### Задания
a - В каком месяце и году М.С. Горбачев посетил Чехословакию, согласно отрывку о распаде Югославии и Чехословакии?
b - Перечислите все государства, которые названы в отрывке о распаде Югославии и Чехословакии.
c - Допишите отрывок о распаде Югославии и Чехословакии, начав сразу после его последнего предложения.

Мир в XX веке: эпоха глобальных трансформаций. Книга 2 - Коллектив авторов
В многонациональной Югославии, где после смерти харизматичного И. Броз Тито в мае 1980 г. центробежные тенденции еще более усилились, а центральная власть предельно ослабла, события развернулись по самому драматическому сценарию — на рубеже 1980 — 1990-х годов возникли вооруженные межэтнические конфликты (между сербами и хорватами, сербами и боснийскими мусульманами, сербами и албанцами Косова), принявшие крупные масштабы и получившие развитие в 1990-е годы, в посткоммунистическую и постсоветскую эпоху. Распад югославской федерации, растянувшийся на многие годы и по сути принадлежащий уже не истории, а современности, а потому находящийся за пределами нашего рассмотрения, оказался кровопролитным и драматичным. Волна коренных перемен не обошла стороной и Албанию, где к началу 1990-х годов пал изоляционистский коммунистический режим и были предприняты попытки реорганизовать политическую систему на основе плюрализма.
В отличие от Югославии, в Чехословакии распад федерации оказался бескровным, поставив точку в растянувшемся на несколько лет процессе, начало которому было положено 10-дневной «бархатной революцией» ноября 1989 г., завершившей 20-летнюю эпоху «нормализации». С началом перестройки в СССР даже самый беспристрастный наблюдатель не мог не заметить сходства многих идей, шедших из Москвы, с идеями раздавленного танками «социализма с человеческим лицом» образца 1968 г. Осознавали это и власти ЧССР, ставившие теперь любые преграды на пути советского проникновения и продолжавшие ориентироваться на доперестроечную модель социализма, все более решительно отвергавшуюся коммунистическими элитами соседних Венгрии и Польши. В Кремле и на Старой площади психологически понимали неготовность чехословацкой коммунистической элиты режима «нормализации» к переоценке событий недавнего прошлого, до некоторой степени сочувствовали ей и все же не собирались оказывать давления (это показал и визит М.С. Горбачева в Чехословакию в апреле 1987 г., разочаровавший чешское общественное мнение, ждавшее от советского лидера более решительных жестов в пользу перемен в Чехословакии). Но и оказывать чехословацкой элите содействие в сопротивлении новым вызовам в Кремле не собирались, тем более что хватало собственных внутренних проблем.

### Записанные данные
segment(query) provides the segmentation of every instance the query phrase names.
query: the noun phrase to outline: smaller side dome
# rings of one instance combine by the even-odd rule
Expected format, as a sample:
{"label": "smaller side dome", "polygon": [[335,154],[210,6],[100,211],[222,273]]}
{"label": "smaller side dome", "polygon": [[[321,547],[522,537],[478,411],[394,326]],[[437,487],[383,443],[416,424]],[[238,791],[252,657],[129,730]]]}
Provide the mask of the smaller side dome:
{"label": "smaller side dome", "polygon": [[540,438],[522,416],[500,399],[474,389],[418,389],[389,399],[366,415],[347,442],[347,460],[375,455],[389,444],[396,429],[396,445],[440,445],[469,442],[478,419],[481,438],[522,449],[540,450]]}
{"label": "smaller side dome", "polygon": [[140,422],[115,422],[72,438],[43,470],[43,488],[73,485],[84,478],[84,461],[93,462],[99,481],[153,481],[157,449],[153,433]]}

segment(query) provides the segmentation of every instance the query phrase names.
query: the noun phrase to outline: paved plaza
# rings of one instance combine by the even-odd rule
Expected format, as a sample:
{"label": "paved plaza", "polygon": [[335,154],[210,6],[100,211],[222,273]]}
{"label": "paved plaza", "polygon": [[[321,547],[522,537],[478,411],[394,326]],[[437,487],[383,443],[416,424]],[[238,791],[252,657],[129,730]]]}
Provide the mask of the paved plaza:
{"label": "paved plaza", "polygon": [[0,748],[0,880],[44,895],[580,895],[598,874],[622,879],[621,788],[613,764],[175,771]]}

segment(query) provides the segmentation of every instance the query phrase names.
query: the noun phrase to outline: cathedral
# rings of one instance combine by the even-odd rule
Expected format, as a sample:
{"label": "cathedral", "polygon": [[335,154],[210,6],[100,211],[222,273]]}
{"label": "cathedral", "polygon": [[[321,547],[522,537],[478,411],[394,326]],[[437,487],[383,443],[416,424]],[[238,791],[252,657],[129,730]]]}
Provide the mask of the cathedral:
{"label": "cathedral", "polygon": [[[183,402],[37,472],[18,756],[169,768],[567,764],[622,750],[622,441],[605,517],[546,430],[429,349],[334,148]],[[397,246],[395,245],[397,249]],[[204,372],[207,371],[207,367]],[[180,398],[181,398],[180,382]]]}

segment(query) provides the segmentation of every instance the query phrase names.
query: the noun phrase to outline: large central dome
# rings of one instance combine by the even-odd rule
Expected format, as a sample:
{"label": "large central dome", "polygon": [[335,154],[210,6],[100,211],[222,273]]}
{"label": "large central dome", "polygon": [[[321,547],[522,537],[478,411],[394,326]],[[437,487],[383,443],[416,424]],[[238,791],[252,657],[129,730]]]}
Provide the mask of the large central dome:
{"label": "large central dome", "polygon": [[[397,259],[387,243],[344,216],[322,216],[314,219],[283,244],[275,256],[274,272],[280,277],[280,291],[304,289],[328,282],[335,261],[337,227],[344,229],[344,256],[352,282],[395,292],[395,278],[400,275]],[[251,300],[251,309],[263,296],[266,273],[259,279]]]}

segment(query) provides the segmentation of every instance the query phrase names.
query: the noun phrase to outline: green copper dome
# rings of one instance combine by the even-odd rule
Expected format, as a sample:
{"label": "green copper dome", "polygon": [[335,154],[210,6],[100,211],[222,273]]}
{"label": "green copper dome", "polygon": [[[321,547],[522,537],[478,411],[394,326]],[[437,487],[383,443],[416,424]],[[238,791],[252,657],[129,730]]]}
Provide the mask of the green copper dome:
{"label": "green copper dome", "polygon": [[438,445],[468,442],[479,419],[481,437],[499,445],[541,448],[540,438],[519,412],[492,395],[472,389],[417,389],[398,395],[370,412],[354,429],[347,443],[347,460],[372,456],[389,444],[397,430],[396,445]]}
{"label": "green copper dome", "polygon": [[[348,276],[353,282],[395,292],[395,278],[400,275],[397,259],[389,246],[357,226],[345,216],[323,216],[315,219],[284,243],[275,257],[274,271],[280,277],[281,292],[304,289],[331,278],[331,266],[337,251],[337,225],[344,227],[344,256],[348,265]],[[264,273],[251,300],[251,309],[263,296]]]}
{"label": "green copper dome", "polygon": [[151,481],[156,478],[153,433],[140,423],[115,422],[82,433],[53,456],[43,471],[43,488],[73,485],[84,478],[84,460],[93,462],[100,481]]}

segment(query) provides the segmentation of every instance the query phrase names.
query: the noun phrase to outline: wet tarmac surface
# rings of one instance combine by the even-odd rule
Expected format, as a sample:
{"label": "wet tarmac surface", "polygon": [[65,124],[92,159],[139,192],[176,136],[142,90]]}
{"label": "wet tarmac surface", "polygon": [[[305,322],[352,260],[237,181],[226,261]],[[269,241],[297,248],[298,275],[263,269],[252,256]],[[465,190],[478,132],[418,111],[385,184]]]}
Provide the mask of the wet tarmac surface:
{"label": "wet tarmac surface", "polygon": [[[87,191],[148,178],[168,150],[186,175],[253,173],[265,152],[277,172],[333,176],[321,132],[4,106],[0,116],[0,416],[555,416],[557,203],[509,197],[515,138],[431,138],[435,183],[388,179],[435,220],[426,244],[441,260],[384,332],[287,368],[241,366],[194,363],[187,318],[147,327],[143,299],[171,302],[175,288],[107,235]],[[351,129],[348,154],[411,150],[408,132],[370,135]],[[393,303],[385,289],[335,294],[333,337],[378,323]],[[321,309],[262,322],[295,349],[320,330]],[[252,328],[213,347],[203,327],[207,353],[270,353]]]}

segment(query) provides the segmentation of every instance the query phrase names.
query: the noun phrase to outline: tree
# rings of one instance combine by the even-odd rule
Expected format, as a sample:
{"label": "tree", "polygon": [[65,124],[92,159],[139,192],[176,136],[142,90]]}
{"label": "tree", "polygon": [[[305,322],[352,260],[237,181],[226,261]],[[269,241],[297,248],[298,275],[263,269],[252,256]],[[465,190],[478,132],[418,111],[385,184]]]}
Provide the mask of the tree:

### Ответы
a - В апреле 1987 г.

b - Югославия, Албания, Чехословакия (ЧССР), СССР, Венгрия, Польша.

c -
Жесткий режим «нормализации» блокировал перспективу любых системных реформ. Чистки начала 1970-х годов выхолостили в КПЧ все реформаторские силы. В отличие от ВСРП, где свои реформаторы 1968 г. типа Р. Ньерша были в начале 1970-х годов изгнаны только из Политбюро (и то не все), и даже в отличие от ПОРП, в КПЧ вплоть до осени 1989 г. не было условий для возникновения серьезного реформаторского течения. Даже в 1988-1989 гг. прогорбачевски настроенный премьер-министр Л. Адамец со своим окружением не мог поколебать монополии консерваторов в партийном руководстве. Оппозиция могла формироваться в Чехословакии только на внепартийной и, как правило, антипартийной основе, а импульсы к преобразованиям не могли исходить, как это было в 1968 г., сверху, они зарождались только снизу.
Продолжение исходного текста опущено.